## OBJECTIVE
Pick out each line below that contains the string "wing", and copy those lines. Case counts when matching.

--- START RECORDS ---

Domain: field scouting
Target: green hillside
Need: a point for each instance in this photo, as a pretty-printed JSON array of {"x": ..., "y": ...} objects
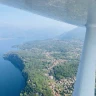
[{"x": 47, "y": 65}]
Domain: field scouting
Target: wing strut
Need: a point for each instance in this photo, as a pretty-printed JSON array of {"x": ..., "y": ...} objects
[{"x": 85, "y": 83}]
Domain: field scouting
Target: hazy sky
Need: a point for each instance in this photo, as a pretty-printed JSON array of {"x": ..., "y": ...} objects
[{"x": 26, "y": 20}]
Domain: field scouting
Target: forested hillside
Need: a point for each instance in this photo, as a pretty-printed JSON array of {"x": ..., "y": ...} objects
[{"x": 49, "y": 67}]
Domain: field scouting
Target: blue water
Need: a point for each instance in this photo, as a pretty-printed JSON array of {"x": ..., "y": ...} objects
[{"x": 11, "y": 80}]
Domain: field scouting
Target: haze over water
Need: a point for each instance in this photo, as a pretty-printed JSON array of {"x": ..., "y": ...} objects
[{"x": 11, "y": 80}]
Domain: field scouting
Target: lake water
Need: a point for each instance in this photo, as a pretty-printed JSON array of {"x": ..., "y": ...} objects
[{"x": 11, "y": 80}]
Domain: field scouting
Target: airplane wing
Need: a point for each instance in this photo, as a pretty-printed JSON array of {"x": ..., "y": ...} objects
[{"x": 70, "y": 11}]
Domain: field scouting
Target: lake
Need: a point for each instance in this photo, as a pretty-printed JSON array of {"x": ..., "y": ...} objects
[{"x": 11, "y": 80}]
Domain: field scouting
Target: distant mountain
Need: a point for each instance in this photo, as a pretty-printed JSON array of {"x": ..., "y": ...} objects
[
  {"x": 32, "y": 34},
  {"x": 77, "y": 33}
]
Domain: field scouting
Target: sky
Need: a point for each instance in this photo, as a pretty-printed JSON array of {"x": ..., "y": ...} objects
[{"x": 10, "y": 16}]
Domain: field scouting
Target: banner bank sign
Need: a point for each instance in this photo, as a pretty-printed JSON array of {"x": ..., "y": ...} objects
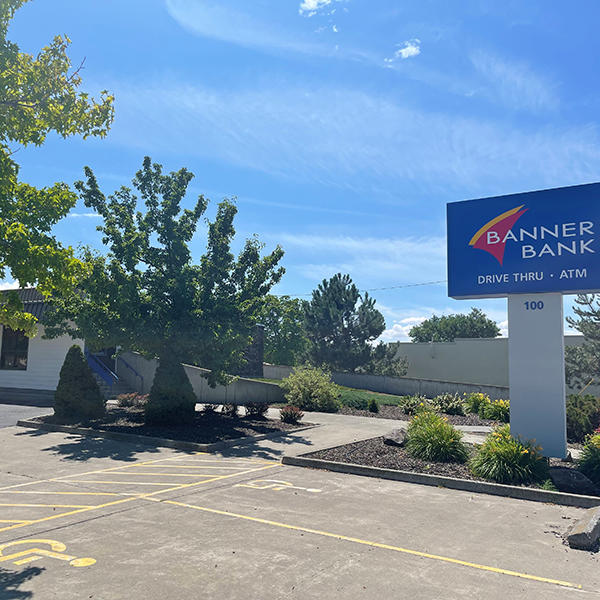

--- END RECORDS ---

## CORRECT OUTPUT
Target: wing strut
Target: airplane wing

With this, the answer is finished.